## READING PASSAGE

Edward Henry Anderson (October 8, 1858 – February 1, 1928) was a missionary and local leader of the Church of Jesus Christ of Latter-day Saints as well as a writer and editor.

Anderson is the author of the biography The Life of Brigham Young. The book is an account written sixteen years following Brigham Young's death in 1877. In this volume, Young's activities during his early years in Mormonism are discussed; his close relationship with Joseph Smith; and the rise of his leadership following Smith's death.

Anderson was born in Billeberga, Sweden. His family joined the Church of Jesus Christ of Latter-day Saints (LDS Church) when he was young and they came to Utah Territory in 1864 in William B. Preston's Mormon pioneer company.

In 1869, Anderson was baptized a member of the LDS Church. He lived in Millcreek, Farmington and Huntsville, Utah, in his early years. He graduated from the University of Utah in 1877 and then became a teacher in Weber County, Utah. In 1881, he married Jane Ballantyne, a daughter of Richard Ballantyne, the founder of the LDS Church's Sunday School movement.

In about 1880, Anderson entered the newspaper business in Ogden, Utah. He later served on the staff of The Contributor. From 1890 to 1892, Anderson served as president of the Scandinavian Mission of the LDS Church. In 1893, he became a member of the Young Men's Mutual Improvement Association (YMMIA) General Board and in 1899 succeeded B. H. Roberts as associate editor of the Improvement Era. In 1900, Anderson became a member of the Weber Stake High Council. Anderson served in the YMMIA until 1907.

## EXTRACTED RECORDS
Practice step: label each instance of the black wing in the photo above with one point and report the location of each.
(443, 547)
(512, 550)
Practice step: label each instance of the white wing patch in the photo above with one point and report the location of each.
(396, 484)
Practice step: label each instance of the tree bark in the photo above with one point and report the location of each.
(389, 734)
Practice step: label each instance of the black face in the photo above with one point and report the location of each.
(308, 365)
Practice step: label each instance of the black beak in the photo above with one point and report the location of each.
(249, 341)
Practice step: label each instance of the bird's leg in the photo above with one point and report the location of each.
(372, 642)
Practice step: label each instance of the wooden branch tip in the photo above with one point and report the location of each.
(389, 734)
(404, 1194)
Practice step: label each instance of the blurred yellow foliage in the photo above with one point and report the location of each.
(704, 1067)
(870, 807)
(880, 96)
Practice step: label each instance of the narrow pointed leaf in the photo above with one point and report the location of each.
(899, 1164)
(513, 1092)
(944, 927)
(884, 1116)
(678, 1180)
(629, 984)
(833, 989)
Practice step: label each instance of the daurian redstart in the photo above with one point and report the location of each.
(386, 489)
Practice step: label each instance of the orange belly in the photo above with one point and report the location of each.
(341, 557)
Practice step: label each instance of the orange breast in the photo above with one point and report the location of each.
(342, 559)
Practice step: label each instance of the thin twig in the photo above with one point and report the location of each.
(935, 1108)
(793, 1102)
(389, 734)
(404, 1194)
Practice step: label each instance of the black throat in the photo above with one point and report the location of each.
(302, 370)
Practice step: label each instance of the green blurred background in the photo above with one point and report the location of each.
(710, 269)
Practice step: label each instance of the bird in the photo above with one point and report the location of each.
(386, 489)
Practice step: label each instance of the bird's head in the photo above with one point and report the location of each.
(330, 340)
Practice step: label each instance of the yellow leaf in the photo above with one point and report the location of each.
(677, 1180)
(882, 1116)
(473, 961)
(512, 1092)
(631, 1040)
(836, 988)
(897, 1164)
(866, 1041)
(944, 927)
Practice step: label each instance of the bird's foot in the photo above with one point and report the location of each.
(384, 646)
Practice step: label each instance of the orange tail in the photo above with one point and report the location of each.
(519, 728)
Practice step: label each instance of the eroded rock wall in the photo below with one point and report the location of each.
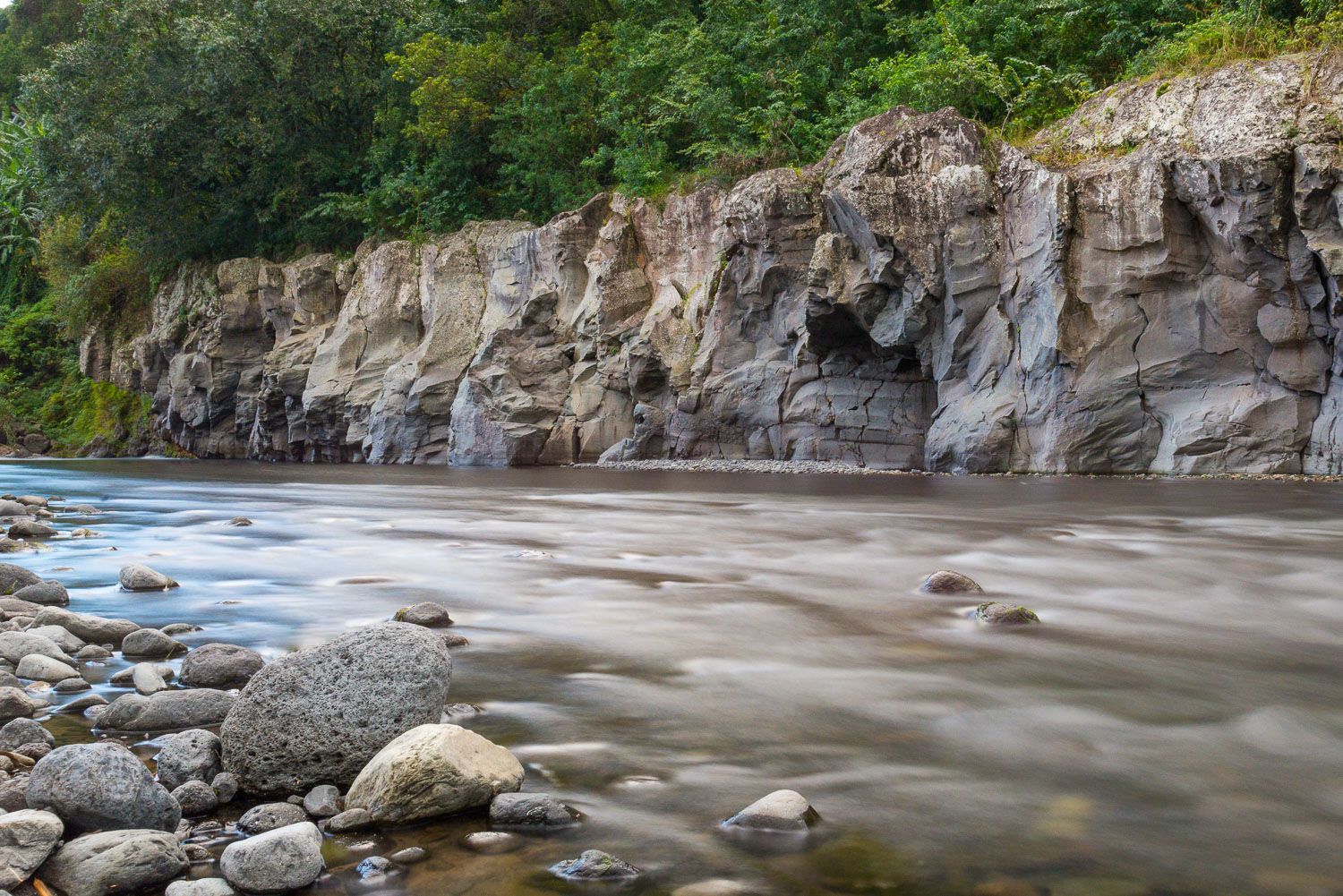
(1152, 286)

## TASK INSTRUCTIONS
1) Name every person mentioned in the text about Edward Henry Anderson, leaving out Anderson himself.
2) Answer these questions from the text about Edward Henry Anderson.
(a) In what town in Sweden was Anderson born?
(b) In what year did he graduate from the University of Utah?
(c) Which mission of the LDS Church did he lead from 1890 to 1892?
This exercise does not use the material.

## PER-TASK OUTPUTS
1)
Brigham Young
Joseph Smith
William B. Preston
Jane Ballantyne
Richard Ballantyne
B. H. Roberts

2)
(a) Billeberga
(b) 1877
(c) The Scandinavian Mission